— Start —
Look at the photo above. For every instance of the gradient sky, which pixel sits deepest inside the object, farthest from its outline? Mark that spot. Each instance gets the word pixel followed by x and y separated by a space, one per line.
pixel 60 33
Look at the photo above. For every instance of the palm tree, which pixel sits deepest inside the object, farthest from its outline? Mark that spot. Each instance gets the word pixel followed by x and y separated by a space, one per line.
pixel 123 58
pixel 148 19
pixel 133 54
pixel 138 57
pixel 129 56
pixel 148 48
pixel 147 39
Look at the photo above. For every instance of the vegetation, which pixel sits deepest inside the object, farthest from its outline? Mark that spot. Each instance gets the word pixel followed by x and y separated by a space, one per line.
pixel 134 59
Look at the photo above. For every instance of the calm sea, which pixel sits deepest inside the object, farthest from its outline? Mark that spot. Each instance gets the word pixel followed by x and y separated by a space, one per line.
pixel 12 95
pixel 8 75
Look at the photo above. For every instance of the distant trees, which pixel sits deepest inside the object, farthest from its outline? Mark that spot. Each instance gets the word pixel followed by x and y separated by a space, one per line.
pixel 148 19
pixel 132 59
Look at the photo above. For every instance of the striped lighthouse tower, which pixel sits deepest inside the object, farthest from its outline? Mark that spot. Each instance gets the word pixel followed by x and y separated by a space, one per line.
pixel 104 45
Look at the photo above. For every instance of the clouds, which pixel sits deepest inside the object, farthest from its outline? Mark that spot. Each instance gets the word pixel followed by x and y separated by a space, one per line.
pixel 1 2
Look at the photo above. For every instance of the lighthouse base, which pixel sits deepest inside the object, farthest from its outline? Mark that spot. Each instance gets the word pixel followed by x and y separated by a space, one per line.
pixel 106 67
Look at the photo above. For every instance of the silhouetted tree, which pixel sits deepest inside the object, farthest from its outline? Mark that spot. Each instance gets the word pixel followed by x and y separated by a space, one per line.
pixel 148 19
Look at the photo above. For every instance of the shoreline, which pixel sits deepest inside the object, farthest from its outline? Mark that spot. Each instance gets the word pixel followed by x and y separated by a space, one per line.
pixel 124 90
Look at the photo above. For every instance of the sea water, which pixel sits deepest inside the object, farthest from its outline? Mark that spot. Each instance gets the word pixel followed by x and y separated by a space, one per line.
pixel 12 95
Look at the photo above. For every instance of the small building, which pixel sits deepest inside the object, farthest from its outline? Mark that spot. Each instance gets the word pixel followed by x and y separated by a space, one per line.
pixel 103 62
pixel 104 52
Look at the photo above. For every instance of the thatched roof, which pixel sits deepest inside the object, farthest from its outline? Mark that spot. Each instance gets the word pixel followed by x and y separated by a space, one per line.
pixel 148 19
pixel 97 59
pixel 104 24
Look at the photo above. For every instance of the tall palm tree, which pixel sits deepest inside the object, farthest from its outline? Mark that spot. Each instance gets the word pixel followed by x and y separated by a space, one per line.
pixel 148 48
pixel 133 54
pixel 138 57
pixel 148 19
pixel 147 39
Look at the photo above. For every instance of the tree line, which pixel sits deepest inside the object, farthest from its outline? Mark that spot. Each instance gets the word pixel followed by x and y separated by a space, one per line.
— End —
◆ Set exercise:
Recast every line of the items above as a JSON list of strings, with one string per line and blank lines omitted.

◆ The output:
[
  "Look at the photo above. For every instance of the gradient sky, which pixel sits deepest inside the object, farthest from its outline? Mark that spot. Each instance gets the word pixel followed by x and y separated by a space, one per line.",
  "pixel 60 33",
  "Look at the photo above. For every instance of the palm tree, which pixel sits deepest inside the object, farthest from its outline? Mark that spot. Each instance gets the word pixel followed by x and y separated by a space, one per line.",
  "pixel 123 58",
  "pixel 148 19",
  "pixel 133 54",
  "pixel 138 57",
  "pixel 129 56",
  "pixel 148 48",
  "pixel 147 39",
  "Look at the photo above. For every instance of the vegetation, which pixel sits deepest inside the object, farthest from its outline? Mark that spot. Each instance gets the word pixel followed by x and y separated by a space, one per line.",
  "pixel 134 59",
  "Look at the photo above. For every instance of the calm sea, which pixel sits deepest inside the object, farthest from its outline? Mark that spot. Each instance gets the word pixel followed by x and y separated by a space, one per line.",
  "pixel 12 95",
  "pixel 8 75",
  "Look at the photo above. For every instance of the distant trees, which pixel sits deepest inside the object, farthest from its outline? Mark that spot. Each instance gets the word pixel followed by x and y separated by a space, one per line.",
  "pixel 148 19",
  "pixel 132 59",
  "Look at the photo above. For every instance of the striped lighthouse tower, which pixel sits deepest inside the object, farthest from its outline? Mark that spot. Each instance gets the word pixel followed by x and y separated by a space, one per line.",
  "pixel 104 45",
  "Look at the photo above. For every instance of the clouds, which pixel sits deepest inside the object, farthest from its outline? Mark that spot. Each instance gets the word pixel followed by x and y separated by a space, one per line.",
  "pixel 1 2",
  "Look at the photo above. For every instance of the lighthouse base, which pixel sits deepest inside the object, farthest from its outline? Mark that spot. Each instance gets the word pixel followed by x and y separated by a space, one per line.",
  "pixel 106 67",
  "Look at the photo above. For every instance of the silhouetted tree, which pixel sits deepest inside the object, farthest from its outline? Mark that spot. Each instance gets the word pixel followed by x and y separated by a space, one per line.",
  "pixel 148 19",
  "Look at the photo above. For every instance of the shoreline, which pixel sits deepest inside the object, farthest from its outline? Mark that spot. Each instance gets the word pixel followed by x and y separated by a space, one per line.",
  "pixel 124 90",
  "Look at the photo above. For every instance of the sea water, which pixel sits deepest inside the object, farthest from its outline? Mark that spot. Each instance gets the word pixel followed by x and y separated by a space, one per line.",
  "pixel 12 95",
  "Look at the photo above. For every instance of the small building, which pixel sits deepest inside the object, farthest from its outline? Mark that spot. Each instance gets the word pixel followed by x and y separated by a space, one per line.",
  "pixel 103 62",
  "pixel 104 52",
  "Look at the photo above. For every instance of the thatched roof, which pixel sits deepest inside the object, farthest from its outline? Mark that spot. Each instance gets the word pixel followed by x and y separated by a space, one per line.",
  "pixel 148 19",
  "pixel 97 59",
  "pixel 104 24",
  "Look at the photo above. For every instance of the tall palm tree, which pixel sits deepest inside the object, farthest from its outline? Mark that spot. Each instance gets the word pixel followed by x and y separated by a space, one per line.",
  "pixel 148 48",
  "pixel 133 54",
  "pixel 138 57",
  "pixel 148 19",
  "pixel 147 39",
  "Look at the photo above. For every instance of the tree line, which pixel sits deepest inside the object, farthest from its outline? Mark that spot. Each instance gets the word pixel followed by x and y separated by a space, one per line."
]